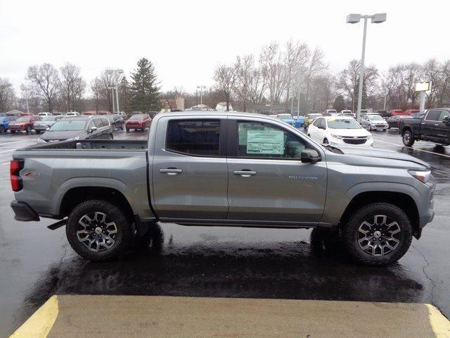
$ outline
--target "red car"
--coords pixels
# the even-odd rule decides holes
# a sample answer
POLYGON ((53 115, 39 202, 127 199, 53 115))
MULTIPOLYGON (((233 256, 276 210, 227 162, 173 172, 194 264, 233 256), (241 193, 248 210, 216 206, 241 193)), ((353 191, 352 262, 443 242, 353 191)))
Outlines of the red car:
-----
### CHALLENGE
Render every line of the items above as a numbered list, leaving out blank lines and the pictures.

### THE RESULT
1. $ outline
2. --target "red car"
3. --coords pixels
4. # the even-odd rule decides holes
5. # a sample answer
6. POLYGON ((53 115, 39 202, 127 199, 53 115))
7. MULTIPOLYGON (((233 256, 276 210, 227 162, 173 172, 194 264, 233 256), (241 193, 248 210, 216 206, 241 193)), ((353 191, 352 262, 443 242, 353 191)))
8. Outlines of the red car:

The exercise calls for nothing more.